▸ **TASK**: Retype, without alteration, each line from the line containing "If you could pin the nose" to the final line of the records.
Top of PROVIDED INFORMATION
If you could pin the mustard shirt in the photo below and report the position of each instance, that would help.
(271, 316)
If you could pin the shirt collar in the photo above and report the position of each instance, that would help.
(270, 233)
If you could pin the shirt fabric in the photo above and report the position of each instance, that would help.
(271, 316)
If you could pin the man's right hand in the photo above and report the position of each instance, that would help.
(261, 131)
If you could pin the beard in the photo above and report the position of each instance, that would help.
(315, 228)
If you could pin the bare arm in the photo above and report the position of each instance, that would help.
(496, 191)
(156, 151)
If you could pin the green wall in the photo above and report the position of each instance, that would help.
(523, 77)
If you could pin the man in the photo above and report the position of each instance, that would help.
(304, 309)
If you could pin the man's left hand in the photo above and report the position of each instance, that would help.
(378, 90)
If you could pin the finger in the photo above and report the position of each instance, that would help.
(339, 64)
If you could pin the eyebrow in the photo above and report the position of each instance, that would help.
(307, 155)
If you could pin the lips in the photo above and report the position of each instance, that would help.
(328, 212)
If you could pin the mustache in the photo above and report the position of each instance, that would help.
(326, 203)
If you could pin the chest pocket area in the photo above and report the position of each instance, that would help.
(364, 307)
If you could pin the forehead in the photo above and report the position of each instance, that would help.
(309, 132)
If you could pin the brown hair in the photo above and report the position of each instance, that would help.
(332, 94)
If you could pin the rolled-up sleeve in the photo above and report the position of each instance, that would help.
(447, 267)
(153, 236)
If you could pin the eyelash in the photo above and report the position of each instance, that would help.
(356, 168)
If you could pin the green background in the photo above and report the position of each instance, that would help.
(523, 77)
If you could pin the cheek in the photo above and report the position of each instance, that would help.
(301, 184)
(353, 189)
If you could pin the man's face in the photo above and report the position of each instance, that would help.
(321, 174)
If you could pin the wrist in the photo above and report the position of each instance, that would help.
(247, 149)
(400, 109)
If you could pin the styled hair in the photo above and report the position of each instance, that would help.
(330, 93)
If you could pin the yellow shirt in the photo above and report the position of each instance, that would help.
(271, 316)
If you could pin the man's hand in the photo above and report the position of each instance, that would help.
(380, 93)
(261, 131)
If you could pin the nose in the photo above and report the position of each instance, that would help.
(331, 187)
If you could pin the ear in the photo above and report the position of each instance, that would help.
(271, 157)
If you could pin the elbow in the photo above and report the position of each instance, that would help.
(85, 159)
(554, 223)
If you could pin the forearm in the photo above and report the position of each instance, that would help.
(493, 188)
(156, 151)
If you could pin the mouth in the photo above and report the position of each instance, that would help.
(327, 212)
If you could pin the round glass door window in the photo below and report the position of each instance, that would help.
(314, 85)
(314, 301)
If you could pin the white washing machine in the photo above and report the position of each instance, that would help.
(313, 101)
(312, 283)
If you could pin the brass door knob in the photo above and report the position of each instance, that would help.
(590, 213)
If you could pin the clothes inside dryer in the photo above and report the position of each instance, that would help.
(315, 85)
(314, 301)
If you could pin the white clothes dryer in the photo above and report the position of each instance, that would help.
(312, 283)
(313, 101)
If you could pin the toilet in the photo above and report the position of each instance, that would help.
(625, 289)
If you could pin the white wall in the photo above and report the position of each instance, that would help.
Bottom of PROVIDED INFORMATION
▸ **PROBLEM SOLUTION**:
If you could pin the nose in the photo above and report the position of each instance, that would help.
(331, 187)
If you could pin the ear in the photo above and report the position of each instance, that would help.
(271, 157)
If you could pin the elbow in the photo above and report the position of each instance, that would help.
(85, 159)
(554, 223)
If you could pin the forearm in the photo above and report the position of each instance, that would help.
(493, 188)
(156, 151)
If you could pin the mouth in the photo above and report the position of each instance, that would help.
(327, 212)
If you could pin the round glass door window in the photo below and report the position of each instance, that would help.
(314, 85)
(314, 301)
If you could pin the white washing machine in the photo above and report the position of each instance, that would help.
(313, 101)
(312, 283)
If you could pin the brass door knob in the photo above and report the position of each instance, that would help.
(590, 213)
If you could pin the clothes inside dryer in the photo above and report the position of each instance, that would help.
(315, 85)
(314, 301)
If you could pin the white clothes dryer in the photo above and report the position of each instance, that would help.
(312, 283)
(313, 101)
If you could pin the toilet in the photo above and report the position of each instance, that would help.
(625, 289)
If you could pin the white wall in the photo above and report the position of each instance, that would help.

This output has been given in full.